_Goal:_ Transcribe all of the material below verbatim, preserving every line in its original order.

[Detection examples]
※ ※ ※
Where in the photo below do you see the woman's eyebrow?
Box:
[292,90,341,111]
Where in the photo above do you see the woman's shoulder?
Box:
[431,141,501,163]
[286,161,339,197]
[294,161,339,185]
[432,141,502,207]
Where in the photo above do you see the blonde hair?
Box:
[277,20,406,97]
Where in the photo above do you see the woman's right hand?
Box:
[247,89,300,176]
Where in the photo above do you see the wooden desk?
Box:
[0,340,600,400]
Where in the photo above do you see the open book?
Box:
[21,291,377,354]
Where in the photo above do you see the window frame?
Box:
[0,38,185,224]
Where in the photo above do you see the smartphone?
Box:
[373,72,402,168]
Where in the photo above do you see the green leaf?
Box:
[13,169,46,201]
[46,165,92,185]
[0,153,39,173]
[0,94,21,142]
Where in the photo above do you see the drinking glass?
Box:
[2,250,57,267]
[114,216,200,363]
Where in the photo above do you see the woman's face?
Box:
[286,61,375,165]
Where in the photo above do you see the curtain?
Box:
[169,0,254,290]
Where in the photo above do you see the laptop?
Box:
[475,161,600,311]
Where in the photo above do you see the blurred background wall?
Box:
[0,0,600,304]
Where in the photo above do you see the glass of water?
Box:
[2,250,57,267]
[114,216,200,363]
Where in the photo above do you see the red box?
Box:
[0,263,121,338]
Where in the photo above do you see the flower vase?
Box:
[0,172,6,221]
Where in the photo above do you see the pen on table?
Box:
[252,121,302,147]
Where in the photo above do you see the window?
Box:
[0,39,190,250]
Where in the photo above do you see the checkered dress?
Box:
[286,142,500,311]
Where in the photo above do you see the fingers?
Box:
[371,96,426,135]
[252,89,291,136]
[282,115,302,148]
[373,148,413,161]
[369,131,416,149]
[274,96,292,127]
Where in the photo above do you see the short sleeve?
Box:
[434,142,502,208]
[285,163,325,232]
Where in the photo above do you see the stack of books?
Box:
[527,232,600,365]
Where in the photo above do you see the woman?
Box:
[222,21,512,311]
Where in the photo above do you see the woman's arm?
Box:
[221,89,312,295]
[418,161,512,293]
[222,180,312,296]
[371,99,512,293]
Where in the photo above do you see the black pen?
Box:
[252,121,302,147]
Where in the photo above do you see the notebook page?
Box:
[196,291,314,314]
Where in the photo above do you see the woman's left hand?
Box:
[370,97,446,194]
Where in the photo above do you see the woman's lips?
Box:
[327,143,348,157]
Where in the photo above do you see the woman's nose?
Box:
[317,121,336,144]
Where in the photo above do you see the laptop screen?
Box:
※ ※ ※
_Solution for this task:_
Where in the photo below do you see the woman's eyebrow?
Box:
[292,90,341,111]
Where in the photo above do you see the woman's shoulder?
Box:
[431,141,501,163]
[286,161,339,197]
[294,161,339,185]
[432,141,502,207]
Where in the photo above do you see the blonde hair?
Box:
[277,20,406,97]
Where in the photo above do you see the woman's right hand?
Box:
[247,89,300,176]
Where in the photo above do you see the wooden desk?
Box:
[0,340,600,400]
Where in the photo above do you see the open book?
Box:
[21,291,377,354]
Where in the photo above do you see the window frame?
Box:
[0,38,185,224]
Where in the photo above do you see the smartphone?
Box:
[373,72,402,168]
Where in the photo above do you see the green leaf?
Box:
[13,169,46,201]
[46,165,92,185]
[0,153,39,173]
[0,94,21,142]
Where in the photo above do you see the drinking glass?
Box:
[2,250,57,267]
[114,216,200,363]
Where in the photo above do you see the woman's face?
Box:
[286,61,375,165]
Where in the photo above do you see the curtain?
Box:
[169,0,254,290]
Where in the photo above do you see the laptop?
Box:
[475,161,600,311]
Where in the photo above do you see the blurred background wall?
Box:
[0,0,600,304]
Where in the photo above do you see the glass of water?
Box:
[2,250,57,267]
[114,216,200,363]
Where in the photo above do you see the red box?
Box:
[0,263,121,338]
Where in the photo above do you see the flower vase?
Box:
[0,172,6,221]
Where in the photo above do you see the pen on table?
Box:
[252,121,302,147]
Where in the photo above do you see the window?
Box:
[0,39,190,250]
Where in the photo above do you see the checkered dress?
Box:
[286,142,500,311]
Where in the photo above do you see the fingers?
Box:
[371,96,426,135]
[252,89,291,136]
[282,115,302,148]
[373,148,413,161]
[369,131,416,149]
[274,96,292,127]
Where in the photo above do you see the short sleeve?
Box:
[434,142,502,208]
[285,163,325,232]
Where in the photo above do you see the stack of books?
Box:
[527,232,600,365]
Where in the photo above do you see the woman?
Box:
[222,21,512,311]
Where in the photo above do you see the woman's arm?
Box:
[221,89,312,295]
[418,161,512,293]
[222,180,312,296]
[371,99,512,293]
Where in the photo above do you see the black pen?
Box:
[252,121,302,147]
Where in the photo above do you see the notebook page?
Box:
[196,291,314,314]
Where in the photo above do you see the woman's left hand?
Box:
[370,97,446,194]
Where in the photo above do you see the woman's lips?
Box:
[327,143,348,157]
Where in the photo above do you see the woman's nose?
Box:
[317,121,336,144]
Where in the photo above do you see the laptop screen?
Box:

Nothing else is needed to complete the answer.